_Task statement_
The data is to be retyped in full, exactly.

Dataset excerpts
****
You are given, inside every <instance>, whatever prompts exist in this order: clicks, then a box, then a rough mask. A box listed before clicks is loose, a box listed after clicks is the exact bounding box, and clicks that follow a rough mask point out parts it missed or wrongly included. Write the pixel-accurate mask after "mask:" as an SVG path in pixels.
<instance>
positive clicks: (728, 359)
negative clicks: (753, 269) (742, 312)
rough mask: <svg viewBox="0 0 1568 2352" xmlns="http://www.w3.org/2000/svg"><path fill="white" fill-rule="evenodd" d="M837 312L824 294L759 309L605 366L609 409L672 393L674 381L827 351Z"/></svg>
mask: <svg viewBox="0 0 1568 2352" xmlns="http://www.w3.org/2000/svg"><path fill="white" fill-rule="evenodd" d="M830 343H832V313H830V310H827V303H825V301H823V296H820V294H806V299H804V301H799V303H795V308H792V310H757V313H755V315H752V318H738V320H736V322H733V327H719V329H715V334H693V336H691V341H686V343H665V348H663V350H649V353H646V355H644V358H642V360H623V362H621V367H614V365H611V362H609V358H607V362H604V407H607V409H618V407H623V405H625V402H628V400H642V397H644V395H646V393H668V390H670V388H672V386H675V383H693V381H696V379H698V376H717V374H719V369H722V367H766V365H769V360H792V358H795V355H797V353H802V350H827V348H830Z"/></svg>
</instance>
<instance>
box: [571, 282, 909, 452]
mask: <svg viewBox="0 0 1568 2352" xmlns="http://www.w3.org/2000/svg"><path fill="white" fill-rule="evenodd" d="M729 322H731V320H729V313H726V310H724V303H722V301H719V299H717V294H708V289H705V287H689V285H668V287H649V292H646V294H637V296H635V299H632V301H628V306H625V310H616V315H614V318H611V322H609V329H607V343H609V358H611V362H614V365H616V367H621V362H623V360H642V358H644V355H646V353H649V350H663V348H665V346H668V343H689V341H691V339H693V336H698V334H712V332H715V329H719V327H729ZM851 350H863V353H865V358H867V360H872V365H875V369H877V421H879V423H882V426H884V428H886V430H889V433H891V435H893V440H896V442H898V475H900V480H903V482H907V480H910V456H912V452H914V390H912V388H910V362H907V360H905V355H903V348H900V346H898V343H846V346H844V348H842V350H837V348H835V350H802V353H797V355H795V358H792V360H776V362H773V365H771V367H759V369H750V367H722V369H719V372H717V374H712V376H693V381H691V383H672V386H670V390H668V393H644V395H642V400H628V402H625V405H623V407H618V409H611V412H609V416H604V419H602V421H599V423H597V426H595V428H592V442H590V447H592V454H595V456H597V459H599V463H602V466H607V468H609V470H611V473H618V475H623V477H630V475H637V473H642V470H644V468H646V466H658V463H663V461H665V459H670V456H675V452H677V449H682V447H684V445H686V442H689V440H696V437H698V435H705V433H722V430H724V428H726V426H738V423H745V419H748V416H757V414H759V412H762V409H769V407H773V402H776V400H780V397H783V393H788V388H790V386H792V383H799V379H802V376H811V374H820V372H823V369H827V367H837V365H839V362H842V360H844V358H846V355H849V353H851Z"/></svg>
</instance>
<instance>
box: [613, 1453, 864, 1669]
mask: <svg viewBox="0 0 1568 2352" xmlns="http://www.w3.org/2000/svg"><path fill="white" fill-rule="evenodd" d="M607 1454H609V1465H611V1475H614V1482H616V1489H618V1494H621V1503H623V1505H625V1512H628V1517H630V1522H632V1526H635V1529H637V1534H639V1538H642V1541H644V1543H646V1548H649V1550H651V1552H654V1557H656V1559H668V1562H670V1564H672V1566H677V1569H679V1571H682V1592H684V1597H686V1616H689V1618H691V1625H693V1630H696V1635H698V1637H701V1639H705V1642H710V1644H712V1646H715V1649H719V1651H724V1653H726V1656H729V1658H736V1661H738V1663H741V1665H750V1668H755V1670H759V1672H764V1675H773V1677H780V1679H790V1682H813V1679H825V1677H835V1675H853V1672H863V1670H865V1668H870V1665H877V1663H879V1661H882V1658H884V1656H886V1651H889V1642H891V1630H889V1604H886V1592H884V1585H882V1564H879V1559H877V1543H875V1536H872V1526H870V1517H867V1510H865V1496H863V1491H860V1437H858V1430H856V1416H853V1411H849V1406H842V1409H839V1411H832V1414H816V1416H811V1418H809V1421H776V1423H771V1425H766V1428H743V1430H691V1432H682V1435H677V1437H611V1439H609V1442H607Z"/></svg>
****
_Task solution_
You are given, inside every <instance>, whatever prompts exist in this order: clicks, then a box, then a rough mask. A box listed before clicks is loose, a box listed after clicks is the exact bounding box, and clicks that follow a rough mask point out parts it missed or wrongly included. Write the pixel-accurate mask after "mask:" as an SVG path in pixels.
<instance>
positive clicks: (728, 359)
negative clicks: (753, 269) (742, 312)
rough mask: <svg viewBox="0 0 1568 2352" xmlns="http://www.w3.org/2000/svg"><path fill="white" fill-rule="evenodd" d="M837 312L824 294L759 309L605 366L609 409L672 393L674 381L827 351Z"/></svg>
mask: <svg viewBox="0 0 1568 2352" xmlns="http://www.w3.org/2000/svg"><path fill="white" fill-rule="evenodd" d="M830 343H832V313H830V310H827V303H825V301H823V296H820V294H806V299H804V301H799V303H795V308H792V310H757V313H755V315H752V318H738V320H736V322H733V327H719V329H715V334H693V336H691V341H686V343H665V348H663V350H649V353H646V355H644V358H642V360H623V362H621V367H614V365H611V362H609V358H607V362H604V407H607V409H618V407H623V405H625V402H628V400H642V397H644V395H646V393H668V390H670V388H672V386H675V383H693V381H696V379H698V376H717V374H719V369H722V367H766V365H769V360H792V358H795V355H797V353H802V350H827V348H830Z"/></svg>
</instance>
<instance>
box: [571, 282, 909, 452]
mask: <svg viewBox="0 0 1568 2352" xmlns="http://www.w3.org/2000/svg"><path fill="white" fill-rule="evenodd" d="M729 322H731V320H729V313H726V310H724V303H722V301H719V299H717V294H708V289H705V287H689V285H668V287H649V292H646V294H637V296H635V299H632V301H628V306H625V310H616V315H614V318H611V322H609V329H607V343H609V358H611V362H614V365H616V367H621V362H623V360H642V358H644V355H646V353H649V350H663V348H665V346H668V343H689V341H691V339H693V336H698V334H712V332H715V329H719V327H729ZM851 350H863V353H865V358H867V360H872V365H875V369H877V421H879V423H882V426H884V428H886V430H889V433H891V435H893V440H896V442H898V475H900V480H903V482H907V480H910V456H912V452H914V390H912V388H910V362H907V360H905V355H903V348H900V346H898V343H846V346H844V348H842V350H837V348H835V350H802V353H797V355H795V358H792V360H776V362H773V365H771V367H759V369H750V367H722V369H719V372H717V374H712V376H693V381H691V383H672V386H670V390H668V393H644V395H642V400H628V402H625V405H623V407H618V409H611V412H609V416H604V419H602V421H599V423H597V426H595V428H592V442H590V447H592V454H595V456H597V459H599V463H602V466H607V468H609V470H611V473H618V475H623V477H630V475H637V473H642V470H644V468H646V466H658V463H663V461H665V459H670V456H675V452H677V449H682V447H684V445H686V442H689V440H696V437H698V435H705V433H722V430H724V428H726V426H738V423H745V419H748V416H757V414H759V412H762V409H769V407H773V402H776V400H780V397H783V393H788V388H790V386H792V383H799V379H802V376H811V374H820V372H823V369H827V367H837V365H839V362H842V360H844V358H846V355H849V353H851Z"/></svg>
</instance>
<instance>
box: [613, 1453, 864, 1669]
mask: <svg viewBox="0 0 1568 2352" xmlns="http://www.w3.org/2000/svg"><path fill="white" fill-rule="evenodd" d="M607 1454H609V1465H611V1475H614V1482H616V1489H618V1494H621V1503H623V1505H625V1512H628V1517H630V1522H632V1526H635V1529H637V1534H639V1538H642V1541H644V1543H646V1548H649V1550H651V1552H654V1557H656V1559H668V1562H670V1564H672V1566H677V1569H679V1571H682V1592H684V1597H686V1616H689V1618H691V1625H693V1630H696V1635H698V1637H701V1639H705V1642H710V1644H712V1646H715V1649H719V1651H724V1653H726V1656H729V1658H736V1661H738V1663H741V1665H750V1668H755V1670H759V1672H764V1675H773V1677H780V1679H790V1682H813V1679H825V1677H835V1675H853V1672H863V1670H865V1668H870V1665H877V1663H879V1661H882V1658H884V1656H886V1651H889V1642H891V1630H889V1604H886V1592H884V1585H882V1564H879V1559H877V1543H875V1536H872V1526H870V1517H867V1510H865V1496H863V1491H860V1437H858V1430H856V1416H853V1411H849V1406H842V1409H839V1411H832V1414H816V1416H811V1418H809V1421H776V1423H771V1425H766V1428H743V1430H691V1432H682V1435H677V1437H611V1439H609V1442H607Z"/></svg>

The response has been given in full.